EXPLORE THE MATERIAL
- A) In the article on robotic vasectomy reversal, how wide is the opening of the vas deferens?
- B) Copy out the article on robotic vasectomy reversal word for word, starting at "Of course, vasectomy" and ending at "means less scarring.".

Robotic Vasectomy Reversal- The future of vasectomy reversal? | Minnesota

Vasectomy is the most effective method of male contraception, with an estimated 500,000 vasectomies per year and rising. Naturally, as divorce rates have been steadily increasing, there has been a corresponding increase demand for vasectomy reversals. This poses some challenges- while vasectomies have become increasingly simple, quick, cheap, and noninvasive with techniques such as no-scalpel vasectomy, vasectomy reversal is still a relatively complicated microsurgical procedure that requires time, skill, concentration, and money. To give you an idea, the opening of the vas deferens (the tube which carries sperm to the semen) is 0.1mm wide, about as wide as a human hair. Knowing that, it makes sense why vasectomy reversals are harder than vasectomies; it’s a lot easier to cut it in half than stitch it back together. That’s not to say vasectomy reversal isn’t effective as it is now. Patency rates (moving sperm) have risen from 5-30% to 85-90% today with the advent of microsurgical techniques.

How can it get better?

Of course, vasectomy reversals aren’t always perfect. As time goes on, the chance of pregnancy goes down considerably. Also, the procedure is time-consuming and highly dependant on a physician’s skill. Robotic surgery is an exciting alternative that could theoretically mean a higher patency rate if there are no other complicating factors. Robotic surgery also theoretically has several potential advantages:

Smaller incisions- Little robot arms are a lot smaller than a doctor’s hands. Also means less scarring.
Visualization- Robots mounted with cameras can give detailed magnified images that the eye could not resolve
Pain- Robotic surgery is usually less painful and likely to develop complications
Time- Robotic surgery has the potential to be much faster than hands.

What does the research say though?

There have been vasectomy reversals that have been performed using robotic-assisted vasectomy reversal, but so far it does not offer a lot of advantages. Studies have given different results, but on average, robotic-assisted vasectomy reversals take just as long and are equal in patency rates. With no significant advantages over a regular vasectomy reversal, it’s not worth it for most hospitals and doctors to spend a lot of money on expensive robotic-assisted surgery equipment. However, that doesn’t mean robotic-assisted vasectomy reversals should be discounted. The technology is still in its infancy; who knows where it might be in 20 years down the road. As robots and AI get more advanced, operating time, precision, and effectiveness should increase, and the physical role of the surgeon will go down- not just for vasectomy, but all surgical procedures. It’ll be a while before that happens though. Your best bet right now is the tried-and-true vasectomy reversal, done by your local human doctor.

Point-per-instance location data
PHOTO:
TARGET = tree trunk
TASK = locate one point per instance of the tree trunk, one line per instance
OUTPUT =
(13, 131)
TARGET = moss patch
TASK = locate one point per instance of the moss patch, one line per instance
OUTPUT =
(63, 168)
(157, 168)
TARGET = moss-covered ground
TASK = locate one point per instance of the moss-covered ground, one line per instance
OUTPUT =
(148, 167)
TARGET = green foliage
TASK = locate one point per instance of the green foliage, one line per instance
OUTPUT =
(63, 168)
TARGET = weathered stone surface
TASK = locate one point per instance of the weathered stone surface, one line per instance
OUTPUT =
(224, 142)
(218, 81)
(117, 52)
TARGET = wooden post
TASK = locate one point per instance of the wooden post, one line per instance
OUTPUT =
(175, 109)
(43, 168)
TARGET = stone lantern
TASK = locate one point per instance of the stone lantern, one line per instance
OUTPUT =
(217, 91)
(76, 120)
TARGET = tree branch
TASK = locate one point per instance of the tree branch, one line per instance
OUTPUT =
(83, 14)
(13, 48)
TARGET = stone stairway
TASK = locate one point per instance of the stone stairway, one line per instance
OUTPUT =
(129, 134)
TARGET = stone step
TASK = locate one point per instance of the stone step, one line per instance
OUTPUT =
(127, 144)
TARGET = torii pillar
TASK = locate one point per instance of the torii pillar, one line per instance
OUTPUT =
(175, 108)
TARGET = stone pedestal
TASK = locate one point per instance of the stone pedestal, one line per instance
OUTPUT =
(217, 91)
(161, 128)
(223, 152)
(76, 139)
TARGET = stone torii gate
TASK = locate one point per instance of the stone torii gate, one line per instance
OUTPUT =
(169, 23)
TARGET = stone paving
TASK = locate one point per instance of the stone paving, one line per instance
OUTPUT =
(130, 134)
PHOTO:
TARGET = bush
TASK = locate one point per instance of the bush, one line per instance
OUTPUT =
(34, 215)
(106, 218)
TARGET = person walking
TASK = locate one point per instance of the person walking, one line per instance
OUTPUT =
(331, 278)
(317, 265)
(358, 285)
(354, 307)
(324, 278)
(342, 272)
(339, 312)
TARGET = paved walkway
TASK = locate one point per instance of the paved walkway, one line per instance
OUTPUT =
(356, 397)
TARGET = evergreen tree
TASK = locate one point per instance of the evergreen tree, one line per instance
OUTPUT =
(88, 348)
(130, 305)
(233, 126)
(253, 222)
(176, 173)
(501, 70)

TASK RESULTS
- A) It is 0.1mm wide, about as wide as a human hair.

- B)
Of course, vasectomy reversals aren’t always perfect. As time goes on, the chance of pregnancy goes down considerably. Also, the procedure is time-consuming and highly dependant on a physician’s skill. Robotic surgery is an exciting alternative that could theoretically mean a higher patency rate if there are no other complicating factors. Robotic surgery also theoretically has several potential advantages:

Smaller incisions- Little robot arms are a lot smaller than a doctor’s hands. Also means less scarring.